WHAT THE TASK ASKS: Turn the lines from the one containing "target: lips" through the last line into a Markdown table with two columns, Row and Line. Leave out any blank lines.

Lines from a data collection:
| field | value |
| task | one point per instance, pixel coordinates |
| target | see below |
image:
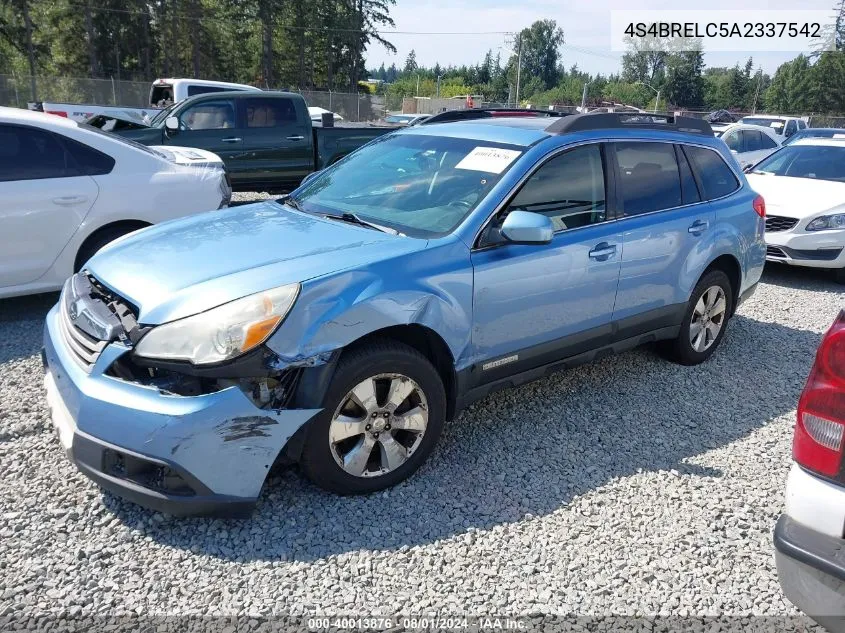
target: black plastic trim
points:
(583, 347)
(820, 551)
(88, 456)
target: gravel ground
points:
(631, 486)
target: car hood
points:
(192, 156)
(797, 197)
(186, 266)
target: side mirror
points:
(524, 227)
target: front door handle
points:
(603, 252)
(66, 201)
(698, 227)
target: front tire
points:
(705, 320)
(383, 413)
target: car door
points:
(534, 304)
(664, 223)
(44, 198)
(278, 144)
(212, 125)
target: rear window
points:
(264, 112)
(649, 177)
(713, 172)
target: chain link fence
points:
(17, 91)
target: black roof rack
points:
(629, 120)
(486, 113)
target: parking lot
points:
(631, 486)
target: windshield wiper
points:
(291, 202)
(354, 219)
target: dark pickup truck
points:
(265, 138)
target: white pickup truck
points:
(163, 92)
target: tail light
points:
(760, 206)
(819, 441)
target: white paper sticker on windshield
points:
(488, 159)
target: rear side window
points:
(90, 161)
(713, 173)
(649, 178)
(264, 112)
(31, 154)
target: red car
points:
(810, 536)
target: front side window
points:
(419, 184)
(767, 142)
(649, 179)
(209, 115)
(264, 112)
(753, 141)
(713, 173)
(569, 189)
(819, 162)
(31, 154)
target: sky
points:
(586, 27)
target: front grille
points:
(775, 223)
(87, 320)
(84, 348)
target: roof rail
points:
(629, 120)
(486, 113)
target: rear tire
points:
(705, 320)
(383, 413)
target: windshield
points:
(775, 124)
(820, 162)
(162, 115)
(420, 185)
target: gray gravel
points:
(631, 486)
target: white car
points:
(749, 143)
(316, 115)
(68, 189)
(783, 126)
(810, 536)
(803, 184)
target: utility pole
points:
(518, 66)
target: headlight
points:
(221, 333)
(835, 221)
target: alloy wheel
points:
(708, 318)
(378, 425)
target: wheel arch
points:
(729, 265)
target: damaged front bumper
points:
(183, 455)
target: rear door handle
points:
(602, 252)
(698, 227)
(66, 201)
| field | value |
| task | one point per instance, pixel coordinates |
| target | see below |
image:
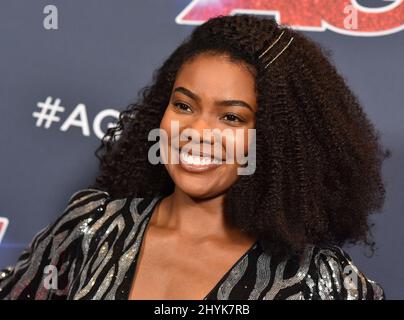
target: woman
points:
(198, 229)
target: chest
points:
(167, 271)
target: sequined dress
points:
(93, 246)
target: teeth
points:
(198, 160)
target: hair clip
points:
(275, 42)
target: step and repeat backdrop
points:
(68, 67)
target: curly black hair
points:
(318, 157)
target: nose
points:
(194, 130)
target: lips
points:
(198, 163)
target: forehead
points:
(216, 75)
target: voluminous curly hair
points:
(318, 157)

COMPLETED EXERCISE:
| Row | Line |
|---|---|
| 1 | target: lips |
| 2 | points: |
| 3 | (198, 163) |
| 4 | target: forehead |
| 5 | points: |
| 6 | (216, 75) |
| 7 | target: voluminous curly hair |
| 8 | points: |
| 9 | (318, 157) |